[Point-per-instance localization data]
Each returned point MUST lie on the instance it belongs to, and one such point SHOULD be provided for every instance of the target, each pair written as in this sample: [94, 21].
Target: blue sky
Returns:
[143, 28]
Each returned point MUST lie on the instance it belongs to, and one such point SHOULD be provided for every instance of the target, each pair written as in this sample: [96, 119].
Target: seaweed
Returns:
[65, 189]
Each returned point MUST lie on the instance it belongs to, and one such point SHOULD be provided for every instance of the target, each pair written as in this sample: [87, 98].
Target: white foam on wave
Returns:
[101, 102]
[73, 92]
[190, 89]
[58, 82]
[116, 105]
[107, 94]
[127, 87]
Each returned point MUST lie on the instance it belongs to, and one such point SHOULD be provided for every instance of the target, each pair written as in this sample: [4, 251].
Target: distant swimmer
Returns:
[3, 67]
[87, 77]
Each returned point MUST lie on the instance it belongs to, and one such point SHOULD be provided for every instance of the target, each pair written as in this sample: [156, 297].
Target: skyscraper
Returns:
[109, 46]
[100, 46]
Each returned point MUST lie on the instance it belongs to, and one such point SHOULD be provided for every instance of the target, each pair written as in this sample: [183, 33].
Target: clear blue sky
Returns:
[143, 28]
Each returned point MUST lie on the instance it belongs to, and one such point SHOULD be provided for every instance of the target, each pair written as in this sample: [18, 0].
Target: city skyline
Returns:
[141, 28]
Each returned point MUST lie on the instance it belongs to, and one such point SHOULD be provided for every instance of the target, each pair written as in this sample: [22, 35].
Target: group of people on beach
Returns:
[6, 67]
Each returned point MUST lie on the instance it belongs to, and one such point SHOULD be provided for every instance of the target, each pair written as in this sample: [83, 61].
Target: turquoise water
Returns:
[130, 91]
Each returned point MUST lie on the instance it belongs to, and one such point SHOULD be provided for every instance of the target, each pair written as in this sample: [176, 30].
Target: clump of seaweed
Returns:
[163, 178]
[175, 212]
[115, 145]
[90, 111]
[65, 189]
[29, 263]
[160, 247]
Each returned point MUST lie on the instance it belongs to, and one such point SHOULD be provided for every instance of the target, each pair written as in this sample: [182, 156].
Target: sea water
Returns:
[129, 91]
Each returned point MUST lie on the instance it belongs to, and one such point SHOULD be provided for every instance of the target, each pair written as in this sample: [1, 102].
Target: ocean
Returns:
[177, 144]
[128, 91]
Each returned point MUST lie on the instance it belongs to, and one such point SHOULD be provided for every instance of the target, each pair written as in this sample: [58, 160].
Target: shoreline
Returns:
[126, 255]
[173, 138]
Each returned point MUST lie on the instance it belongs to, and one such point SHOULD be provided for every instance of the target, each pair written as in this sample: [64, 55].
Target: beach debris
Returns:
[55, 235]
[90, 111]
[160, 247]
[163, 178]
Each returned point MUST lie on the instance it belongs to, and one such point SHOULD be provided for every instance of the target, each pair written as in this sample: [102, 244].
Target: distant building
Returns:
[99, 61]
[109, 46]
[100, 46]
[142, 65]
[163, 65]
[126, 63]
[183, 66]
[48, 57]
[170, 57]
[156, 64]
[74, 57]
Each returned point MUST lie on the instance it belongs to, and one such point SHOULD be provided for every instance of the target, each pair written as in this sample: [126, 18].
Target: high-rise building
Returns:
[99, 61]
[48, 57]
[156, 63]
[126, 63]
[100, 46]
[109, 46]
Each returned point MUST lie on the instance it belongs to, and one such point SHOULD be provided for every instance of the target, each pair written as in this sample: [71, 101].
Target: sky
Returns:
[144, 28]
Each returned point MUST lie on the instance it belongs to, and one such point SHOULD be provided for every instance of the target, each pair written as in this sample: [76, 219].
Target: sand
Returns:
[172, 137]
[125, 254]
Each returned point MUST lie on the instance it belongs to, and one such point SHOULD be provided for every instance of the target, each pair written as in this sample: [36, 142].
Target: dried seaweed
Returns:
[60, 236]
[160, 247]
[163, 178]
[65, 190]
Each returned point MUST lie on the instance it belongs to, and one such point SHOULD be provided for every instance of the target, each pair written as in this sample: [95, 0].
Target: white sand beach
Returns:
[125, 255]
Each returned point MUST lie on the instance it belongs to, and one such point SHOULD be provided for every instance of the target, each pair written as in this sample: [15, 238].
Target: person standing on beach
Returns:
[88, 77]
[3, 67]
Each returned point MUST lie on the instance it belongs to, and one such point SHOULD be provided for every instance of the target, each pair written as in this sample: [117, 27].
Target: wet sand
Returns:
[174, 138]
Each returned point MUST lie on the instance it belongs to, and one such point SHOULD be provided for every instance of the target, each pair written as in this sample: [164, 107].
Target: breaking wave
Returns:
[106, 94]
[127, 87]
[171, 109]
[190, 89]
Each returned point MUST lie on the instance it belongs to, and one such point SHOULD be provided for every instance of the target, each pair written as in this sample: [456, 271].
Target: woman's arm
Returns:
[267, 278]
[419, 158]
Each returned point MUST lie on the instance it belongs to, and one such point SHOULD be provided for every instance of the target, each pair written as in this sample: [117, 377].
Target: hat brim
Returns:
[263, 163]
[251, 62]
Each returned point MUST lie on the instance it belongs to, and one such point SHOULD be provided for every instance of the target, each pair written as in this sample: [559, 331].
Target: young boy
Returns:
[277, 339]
...
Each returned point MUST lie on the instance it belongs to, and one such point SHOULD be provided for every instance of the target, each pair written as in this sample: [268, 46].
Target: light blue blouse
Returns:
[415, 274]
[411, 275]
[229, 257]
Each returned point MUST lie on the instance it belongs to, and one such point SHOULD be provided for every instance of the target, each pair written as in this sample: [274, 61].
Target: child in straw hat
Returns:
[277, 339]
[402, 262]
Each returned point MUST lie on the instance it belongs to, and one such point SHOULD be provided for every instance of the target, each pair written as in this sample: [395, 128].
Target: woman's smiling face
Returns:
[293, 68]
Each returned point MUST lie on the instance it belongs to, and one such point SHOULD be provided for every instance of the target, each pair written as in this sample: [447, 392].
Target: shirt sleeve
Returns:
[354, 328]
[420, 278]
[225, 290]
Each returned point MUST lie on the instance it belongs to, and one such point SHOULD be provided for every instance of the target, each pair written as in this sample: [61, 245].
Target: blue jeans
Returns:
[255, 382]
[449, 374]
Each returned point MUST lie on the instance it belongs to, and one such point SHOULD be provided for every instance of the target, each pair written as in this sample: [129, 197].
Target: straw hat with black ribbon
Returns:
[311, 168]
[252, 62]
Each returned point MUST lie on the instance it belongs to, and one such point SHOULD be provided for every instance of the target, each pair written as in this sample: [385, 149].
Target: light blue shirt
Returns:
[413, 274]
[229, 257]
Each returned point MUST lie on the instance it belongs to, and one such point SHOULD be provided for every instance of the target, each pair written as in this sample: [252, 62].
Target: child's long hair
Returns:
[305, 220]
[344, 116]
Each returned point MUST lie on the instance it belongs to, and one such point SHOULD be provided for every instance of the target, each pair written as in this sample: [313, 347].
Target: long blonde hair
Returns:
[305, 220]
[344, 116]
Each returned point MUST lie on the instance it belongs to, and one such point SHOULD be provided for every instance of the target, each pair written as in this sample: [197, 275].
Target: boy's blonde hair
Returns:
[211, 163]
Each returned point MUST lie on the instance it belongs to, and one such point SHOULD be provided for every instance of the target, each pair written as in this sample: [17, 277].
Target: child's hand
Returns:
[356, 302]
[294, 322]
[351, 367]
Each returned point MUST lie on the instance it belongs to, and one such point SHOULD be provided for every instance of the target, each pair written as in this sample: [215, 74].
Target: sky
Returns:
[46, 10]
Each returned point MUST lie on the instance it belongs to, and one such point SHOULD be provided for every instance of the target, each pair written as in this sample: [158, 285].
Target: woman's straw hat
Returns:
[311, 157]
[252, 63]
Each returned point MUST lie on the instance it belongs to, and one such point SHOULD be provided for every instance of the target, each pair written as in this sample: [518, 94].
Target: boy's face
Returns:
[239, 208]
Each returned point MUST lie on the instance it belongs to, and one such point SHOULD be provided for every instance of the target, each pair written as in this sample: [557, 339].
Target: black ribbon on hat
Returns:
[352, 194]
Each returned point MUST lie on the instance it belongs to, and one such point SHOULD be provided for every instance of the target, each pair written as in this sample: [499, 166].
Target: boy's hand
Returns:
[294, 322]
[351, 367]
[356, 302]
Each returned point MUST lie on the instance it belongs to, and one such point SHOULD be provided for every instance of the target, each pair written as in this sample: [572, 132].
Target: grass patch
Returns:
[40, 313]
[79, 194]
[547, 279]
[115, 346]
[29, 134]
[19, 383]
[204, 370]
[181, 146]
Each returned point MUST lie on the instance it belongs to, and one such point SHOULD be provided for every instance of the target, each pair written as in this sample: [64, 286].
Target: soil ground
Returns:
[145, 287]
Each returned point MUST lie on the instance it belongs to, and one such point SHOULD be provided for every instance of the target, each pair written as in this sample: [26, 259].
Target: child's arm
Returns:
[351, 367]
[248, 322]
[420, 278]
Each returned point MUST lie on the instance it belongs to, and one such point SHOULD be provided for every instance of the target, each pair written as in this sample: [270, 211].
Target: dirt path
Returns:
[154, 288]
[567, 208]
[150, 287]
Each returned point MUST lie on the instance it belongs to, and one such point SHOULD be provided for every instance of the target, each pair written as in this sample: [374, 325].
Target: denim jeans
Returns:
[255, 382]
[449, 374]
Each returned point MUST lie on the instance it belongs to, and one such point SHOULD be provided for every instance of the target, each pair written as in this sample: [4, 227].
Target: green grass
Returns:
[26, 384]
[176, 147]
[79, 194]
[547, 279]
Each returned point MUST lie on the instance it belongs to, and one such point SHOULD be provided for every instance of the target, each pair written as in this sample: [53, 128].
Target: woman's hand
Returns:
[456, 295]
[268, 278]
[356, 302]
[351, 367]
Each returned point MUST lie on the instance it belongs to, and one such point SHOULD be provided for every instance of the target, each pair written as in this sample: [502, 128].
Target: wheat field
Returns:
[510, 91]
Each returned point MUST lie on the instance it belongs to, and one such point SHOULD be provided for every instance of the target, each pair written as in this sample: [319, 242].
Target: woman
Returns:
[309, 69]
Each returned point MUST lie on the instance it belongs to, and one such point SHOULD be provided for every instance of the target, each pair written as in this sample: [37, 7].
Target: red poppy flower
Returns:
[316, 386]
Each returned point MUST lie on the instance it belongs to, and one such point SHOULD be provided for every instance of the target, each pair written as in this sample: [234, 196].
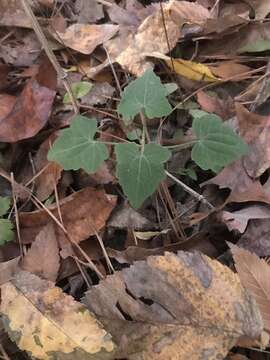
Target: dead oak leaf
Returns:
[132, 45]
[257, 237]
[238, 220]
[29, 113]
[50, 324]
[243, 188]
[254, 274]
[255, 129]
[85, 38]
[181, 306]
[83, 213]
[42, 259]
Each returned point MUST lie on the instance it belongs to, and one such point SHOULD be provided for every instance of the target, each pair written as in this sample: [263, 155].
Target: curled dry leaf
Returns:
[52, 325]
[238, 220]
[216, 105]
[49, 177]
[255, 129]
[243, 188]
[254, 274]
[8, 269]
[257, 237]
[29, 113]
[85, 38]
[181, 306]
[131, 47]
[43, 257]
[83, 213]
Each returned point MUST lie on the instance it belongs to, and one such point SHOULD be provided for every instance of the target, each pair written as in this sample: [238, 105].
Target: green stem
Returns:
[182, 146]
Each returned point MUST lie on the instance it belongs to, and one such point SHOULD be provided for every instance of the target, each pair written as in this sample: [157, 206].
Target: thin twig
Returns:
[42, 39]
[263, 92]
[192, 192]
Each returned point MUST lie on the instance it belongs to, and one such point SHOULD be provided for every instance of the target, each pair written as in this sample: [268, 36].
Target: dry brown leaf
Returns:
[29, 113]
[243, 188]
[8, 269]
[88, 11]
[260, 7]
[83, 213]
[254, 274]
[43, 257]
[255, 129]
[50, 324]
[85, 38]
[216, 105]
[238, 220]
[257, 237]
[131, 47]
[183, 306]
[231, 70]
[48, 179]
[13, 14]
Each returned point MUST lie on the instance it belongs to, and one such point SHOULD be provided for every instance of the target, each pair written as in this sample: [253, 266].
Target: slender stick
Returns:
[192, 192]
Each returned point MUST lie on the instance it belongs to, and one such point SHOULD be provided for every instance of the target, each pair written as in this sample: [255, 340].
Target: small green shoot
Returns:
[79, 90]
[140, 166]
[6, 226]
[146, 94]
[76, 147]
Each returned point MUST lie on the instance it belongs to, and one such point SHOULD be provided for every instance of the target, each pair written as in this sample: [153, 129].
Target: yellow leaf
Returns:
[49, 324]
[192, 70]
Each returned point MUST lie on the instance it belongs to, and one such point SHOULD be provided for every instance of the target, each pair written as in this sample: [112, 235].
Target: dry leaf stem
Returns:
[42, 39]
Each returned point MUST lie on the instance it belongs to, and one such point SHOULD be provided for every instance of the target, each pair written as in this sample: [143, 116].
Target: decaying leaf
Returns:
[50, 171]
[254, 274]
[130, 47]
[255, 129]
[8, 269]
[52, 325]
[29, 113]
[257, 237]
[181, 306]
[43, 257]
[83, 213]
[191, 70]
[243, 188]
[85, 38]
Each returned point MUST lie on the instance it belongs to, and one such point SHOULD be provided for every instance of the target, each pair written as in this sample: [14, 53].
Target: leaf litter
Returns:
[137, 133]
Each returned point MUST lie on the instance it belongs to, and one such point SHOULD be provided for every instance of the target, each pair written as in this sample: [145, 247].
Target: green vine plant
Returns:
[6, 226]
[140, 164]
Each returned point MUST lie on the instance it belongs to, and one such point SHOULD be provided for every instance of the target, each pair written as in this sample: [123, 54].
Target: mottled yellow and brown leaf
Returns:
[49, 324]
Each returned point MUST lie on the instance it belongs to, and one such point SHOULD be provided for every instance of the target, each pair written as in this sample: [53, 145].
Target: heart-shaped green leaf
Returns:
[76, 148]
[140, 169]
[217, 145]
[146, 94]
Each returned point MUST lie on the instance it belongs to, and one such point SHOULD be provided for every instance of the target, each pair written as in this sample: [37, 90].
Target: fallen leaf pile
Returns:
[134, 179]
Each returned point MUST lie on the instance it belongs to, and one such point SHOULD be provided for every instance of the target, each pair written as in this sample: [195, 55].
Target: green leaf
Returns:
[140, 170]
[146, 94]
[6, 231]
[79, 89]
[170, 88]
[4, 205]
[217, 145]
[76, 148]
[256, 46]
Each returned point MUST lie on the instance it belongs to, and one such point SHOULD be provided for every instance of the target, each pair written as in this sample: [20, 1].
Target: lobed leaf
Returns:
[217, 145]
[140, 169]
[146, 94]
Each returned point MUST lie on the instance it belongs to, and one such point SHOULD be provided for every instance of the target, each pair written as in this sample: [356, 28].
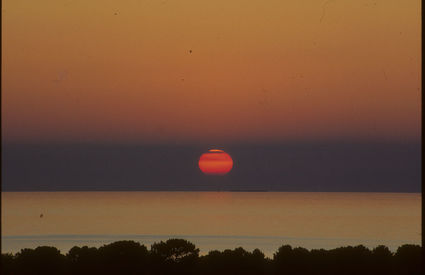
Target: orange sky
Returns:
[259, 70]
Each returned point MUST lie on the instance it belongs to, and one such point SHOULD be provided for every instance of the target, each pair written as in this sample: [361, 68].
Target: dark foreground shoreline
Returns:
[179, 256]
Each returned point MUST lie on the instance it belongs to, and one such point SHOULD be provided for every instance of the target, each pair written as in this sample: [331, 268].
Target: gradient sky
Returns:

**Assignment**. Every line that contains the string "ribbon" should be copied from the entries.

**Response below**.
Target: straw hat with black ribbon
Target: black ribbon on hat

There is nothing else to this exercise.